EXTRAIT —
Un bagout hors-norme

Nos compères se retrouvent dans une autre affaire en 2005-2007, encore à l’instruction à Rennes. Mouly est accusé d’avoir mis en place un circuit fictif de vente de matériels téléphoniques et détourné 4,2 millions de TVA. Selon nos informations, Nadav Bensoussan figure parmi les mis en examen. Ce “génie des montages frauduleux” dixit Mouly, est le roi des sociétés offshore, comme l’a raconté Challenges. On croise aussi Robert Belhassen, une pointure interpellée en 2015 par la police israélienne; il est accusé d’avoir soutiré 756.000 euros à l’Olympique de Marseille en se faisant passer pour un agent de joueur.

Marco le rigolard se sert de son bagout hors-norme pour ses arnaques. “Il a le don de faire sortir ses interlocuteurs de leurs rails”, admire un proche. L’un de ses faits d’armes serait “d’avoir soutiré un million à un pigeon au téléphone, assis sur les WC, porte grande ouverte”, raconte Cyril Astruc, une autre légende des arnaques, à Vanity Fair. Il précise que lui et Mouly sortaient souvent avec Gad Elmaleh dans un hôtel parisien branché, le K-Palace. L’été, Marco avait ses habitudes au Martinez à Cannes où il séjournait avec Samy Souied. Il fréquentait aussi le Baoli, la célèbre boîte de nuit, sur le port Pierre Canto où sont amarrés les yachts.

C’est Marco qui aurait fait les présentations entre Souied et Arnaud Mimran, un autre flambeur issu des beaux quartiers, réputé pour ses amitiés haut placées, notamment avec le premier ministre israélien Benyamin Netanyahou, comme l’a révélé Mediapart. Les trois aigrefins appliquent la technique du carrousel de TVA au marché des droits à polluer: les sociétés “taxi” achètent, hors taxe, des quotas de CO² à l’étranger, et les revendent en France TVA comprise (19,6 %) sans la reverser à l’Etat. Les profits sont ensuite réinvestis selon le même schéma, et ainsi de suite. De quoi faire tourner le carrousel et grimper le pactole.

ACTIONS DEMANDÉES —
A. D'après l'extrait, quel montant de TVA Mouly est-il accusé d'avoir détourné ?
B. Citez tous les médias que l'extrait mentionne comme sources d'information.
C. Dans l'extrait, prélevez tel quel le passage qui va de « Nos compères se » jusqu'à « agent de joueur. » inclus.
Les items ci-dessous viennent d'une source différente de l'extrait.

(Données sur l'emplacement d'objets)
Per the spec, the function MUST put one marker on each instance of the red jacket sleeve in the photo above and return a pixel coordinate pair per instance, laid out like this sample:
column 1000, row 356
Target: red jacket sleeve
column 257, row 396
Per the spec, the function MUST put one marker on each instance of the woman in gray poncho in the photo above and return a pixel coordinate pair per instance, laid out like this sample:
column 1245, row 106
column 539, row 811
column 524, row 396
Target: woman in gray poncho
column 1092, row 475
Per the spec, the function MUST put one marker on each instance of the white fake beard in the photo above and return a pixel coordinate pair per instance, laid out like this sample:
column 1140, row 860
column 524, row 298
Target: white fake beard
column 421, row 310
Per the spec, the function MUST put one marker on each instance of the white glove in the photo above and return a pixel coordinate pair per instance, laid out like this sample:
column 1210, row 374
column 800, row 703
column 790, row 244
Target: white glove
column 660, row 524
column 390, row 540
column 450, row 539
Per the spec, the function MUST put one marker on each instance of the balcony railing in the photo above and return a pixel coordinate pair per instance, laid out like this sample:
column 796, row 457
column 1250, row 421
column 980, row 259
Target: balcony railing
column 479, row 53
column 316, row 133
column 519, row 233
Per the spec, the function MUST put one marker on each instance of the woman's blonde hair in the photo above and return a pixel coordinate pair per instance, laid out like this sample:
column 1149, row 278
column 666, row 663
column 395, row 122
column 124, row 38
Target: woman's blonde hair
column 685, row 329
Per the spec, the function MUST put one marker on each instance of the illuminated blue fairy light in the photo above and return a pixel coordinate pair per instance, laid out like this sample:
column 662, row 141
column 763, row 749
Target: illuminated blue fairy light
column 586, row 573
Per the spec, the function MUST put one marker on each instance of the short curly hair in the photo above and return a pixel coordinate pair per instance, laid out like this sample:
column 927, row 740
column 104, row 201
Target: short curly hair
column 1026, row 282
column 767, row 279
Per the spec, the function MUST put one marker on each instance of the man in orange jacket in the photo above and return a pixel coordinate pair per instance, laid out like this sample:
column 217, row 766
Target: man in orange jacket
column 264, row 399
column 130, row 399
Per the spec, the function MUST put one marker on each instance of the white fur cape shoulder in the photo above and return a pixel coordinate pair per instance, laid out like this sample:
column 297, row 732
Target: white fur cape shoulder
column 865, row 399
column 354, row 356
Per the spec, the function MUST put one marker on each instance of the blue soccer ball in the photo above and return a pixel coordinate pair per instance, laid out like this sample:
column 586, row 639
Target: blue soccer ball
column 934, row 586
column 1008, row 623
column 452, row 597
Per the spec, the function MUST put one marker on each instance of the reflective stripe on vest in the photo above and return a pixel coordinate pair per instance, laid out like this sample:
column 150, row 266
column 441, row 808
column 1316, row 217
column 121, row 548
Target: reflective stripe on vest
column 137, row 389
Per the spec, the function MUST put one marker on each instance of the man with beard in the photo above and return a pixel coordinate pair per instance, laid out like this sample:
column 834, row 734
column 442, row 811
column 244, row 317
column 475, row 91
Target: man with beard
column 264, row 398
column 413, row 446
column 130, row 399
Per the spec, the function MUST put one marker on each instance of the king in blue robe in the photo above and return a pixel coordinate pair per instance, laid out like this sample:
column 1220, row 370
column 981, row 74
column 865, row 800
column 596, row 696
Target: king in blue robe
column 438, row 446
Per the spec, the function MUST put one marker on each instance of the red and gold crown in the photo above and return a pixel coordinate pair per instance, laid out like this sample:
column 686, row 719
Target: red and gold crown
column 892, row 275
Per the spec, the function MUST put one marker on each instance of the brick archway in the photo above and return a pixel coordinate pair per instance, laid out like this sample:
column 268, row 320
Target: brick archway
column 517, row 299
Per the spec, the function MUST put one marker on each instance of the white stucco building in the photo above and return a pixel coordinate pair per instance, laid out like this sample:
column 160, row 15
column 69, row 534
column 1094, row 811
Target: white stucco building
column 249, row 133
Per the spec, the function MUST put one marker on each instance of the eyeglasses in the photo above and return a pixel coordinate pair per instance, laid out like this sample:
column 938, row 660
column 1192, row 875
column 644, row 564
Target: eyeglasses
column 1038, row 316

* * *

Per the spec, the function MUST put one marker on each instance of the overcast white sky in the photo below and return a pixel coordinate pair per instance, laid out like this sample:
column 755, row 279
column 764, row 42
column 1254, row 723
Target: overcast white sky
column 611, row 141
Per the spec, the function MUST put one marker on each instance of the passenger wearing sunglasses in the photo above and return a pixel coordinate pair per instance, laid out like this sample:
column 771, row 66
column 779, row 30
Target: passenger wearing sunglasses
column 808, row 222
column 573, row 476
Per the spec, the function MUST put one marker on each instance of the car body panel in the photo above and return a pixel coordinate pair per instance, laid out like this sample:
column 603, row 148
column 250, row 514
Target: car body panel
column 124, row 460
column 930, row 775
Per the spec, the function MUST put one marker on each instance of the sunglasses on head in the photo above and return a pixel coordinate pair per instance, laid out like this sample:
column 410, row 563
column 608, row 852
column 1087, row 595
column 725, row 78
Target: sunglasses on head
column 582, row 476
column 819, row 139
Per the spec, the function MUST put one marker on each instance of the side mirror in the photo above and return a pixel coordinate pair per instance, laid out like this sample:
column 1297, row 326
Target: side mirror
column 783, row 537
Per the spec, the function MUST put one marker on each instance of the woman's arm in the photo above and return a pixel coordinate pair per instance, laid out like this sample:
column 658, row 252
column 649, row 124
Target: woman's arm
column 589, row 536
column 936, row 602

RÉPONSES PAR TÂCHE —
A. 4,2 millions de TVA.

B. Challenges, Vanity Fair, Mediapart

C.
Nos compères se retrouvent dans une autre affaire en 2005-2007, encore à l’instruction à Rennes. Mouly est accusé d’avoir mis en place un circuit fictif de vente de matériels téléphoniques et détourné 4,2 millions de TVA. Selon nos informations, Nadav Bensoussan figure parmi les mis en examen. Ce “génie des montages frauduleux” dixit Mouly, est le roi des sociétés offshore, comme l’a raconté Challenges. On croise aussi Robert Belhassen, une pointure interpellée en 2015 par la police israélienne; il est accusé d’avoir soutiré 756.000 euros à l’Olympique de Marseille en se faisant passer pour un agent de joueur.